## PROBLEM DETAILS
Give again the part of the IT benchmarking piece between "IT is often" and "of stiff competition.", inclusive, changing "customers" to "clients" throughout.

--- START OF SOURCE EXTRACT ---

Is IT benchmarking total garbage?
IT is often benchmarked – on cost, performance, strategy, all kinds of stuff – but why? Ostensibly, it is to know where IT stacks up, justify a budget, increase a budget or cut a budget. You can benchmark almost anything. But what underlies the urge to benchmark? Here are some thoughts on the subject, gleaned largely from the ideas of members of a CIO Forum that I have moderated for the past eight years in the Bay Area.
Business leaders have external pressures – mostly exerted by market forces. They have to deliver a decent product/service at a competitive price or they simply won’t “find” or “keep” customers (see Blog Archive: Driving the Bottom Line posted 5/30/13). Their feet are regularly toasted at the fire of stiff competition.
When benchmarking comes up at the request of business leaders it is usually their attempt to hold IT’s feet to the fire. They want a lever that will drive IT, something like the market levers they experience. Benchmarking is an easy sell, and the IT consulting firms play to this by hyping what benchmarking can do. Well, the truth is, benchmarking will do whatever you want it to do – or whatever the person paying for the benchmarking wants it to do. No two companies or industries are alike, so you are never going to get apples with apples. Cynical, but reality! IT shops that are in exactly the same industry, but have different legacy systems, can be at totally different places when it comes to business initiatives. One can be in SOA heaven, the other in the land of Lilliput – where Gulliver was held down by a million tiny wires.

--- END OF SOURCE EXTRACT ---
--- START OF RECORD SET ---

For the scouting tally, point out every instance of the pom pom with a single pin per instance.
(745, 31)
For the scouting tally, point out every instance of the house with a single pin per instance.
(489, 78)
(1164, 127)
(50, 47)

--- END OF RECORD SET ---

## CORRECT RESPONSE
IT is often benchmarked – on cost, performance, strategy, all kinds of stuff – but why? Ostensibly, it is to know where IT stacks up, justify a budget, increase a budget or cut a budget. You can benchmark almost anything. But what underlies the urge to benchmark? Here are some thoughts on the subject, gleaned largely from the ideas of members of a CIO Forum that I have moderated for the past eight years in the Bay Area.
Business leaders have external pressures – mostly exerted by market forces. They have to deliver a decent product/service at a competitive price or they simply won’t “find” or “keep” clients (see Blog Archive: Driving the Bottom Line posted 5/30/13). Their feet are regularly toasted at the fire of stiff competition.